#### Instruction
Select every line of the data below that contains the string "slope", and copy each of those lines.

Some data:
____

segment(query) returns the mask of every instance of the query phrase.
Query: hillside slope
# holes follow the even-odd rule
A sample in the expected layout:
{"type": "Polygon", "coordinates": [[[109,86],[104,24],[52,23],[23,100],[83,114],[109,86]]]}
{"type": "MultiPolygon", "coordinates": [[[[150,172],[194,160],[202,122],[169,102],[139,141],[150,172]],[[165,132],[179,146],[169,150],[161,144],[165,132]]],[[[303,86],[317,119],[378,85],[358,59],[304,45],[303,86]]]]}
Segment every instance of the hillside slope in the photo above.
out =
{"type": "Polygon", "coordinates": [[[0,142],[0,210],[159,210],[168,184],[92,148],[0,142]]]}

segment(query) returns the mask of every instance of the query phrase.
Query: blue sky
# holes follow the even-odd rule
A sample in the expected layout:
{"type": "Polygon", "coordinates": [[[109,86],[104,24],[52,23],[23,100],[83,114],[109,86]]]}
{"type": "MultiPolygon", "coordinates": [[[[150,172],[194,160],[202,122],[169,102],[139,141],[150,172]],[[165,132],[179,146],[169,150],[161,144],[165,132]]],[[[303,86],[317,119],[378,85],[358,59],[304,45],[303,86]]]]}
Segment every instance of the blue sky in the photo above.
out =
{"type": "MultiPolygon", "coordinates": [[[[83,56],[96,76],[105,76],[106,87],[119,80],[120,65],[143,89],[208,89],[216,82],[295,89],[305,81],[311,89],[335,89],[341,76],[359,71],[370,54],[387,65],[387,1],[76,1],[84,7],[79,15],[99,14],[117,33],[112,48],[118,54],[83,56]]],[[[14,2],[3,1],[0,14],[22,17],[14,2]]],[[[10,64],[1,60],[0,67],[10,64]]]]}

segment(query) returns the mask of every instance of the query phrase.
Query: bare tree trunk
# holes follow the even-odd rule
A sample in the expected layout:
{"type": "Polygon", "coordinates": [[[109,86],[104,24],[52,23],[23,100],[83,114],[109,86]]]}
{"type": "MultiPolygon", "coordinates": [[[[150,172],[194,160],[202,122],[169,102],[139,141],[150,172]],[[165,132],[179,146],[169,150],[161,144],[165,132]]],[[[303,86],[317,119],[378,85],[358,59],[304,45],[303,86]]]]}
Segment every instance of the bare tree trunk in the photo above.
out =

____

#### Reply
Query: hillside slope
Segment every instance of the hillside slope in the photo above.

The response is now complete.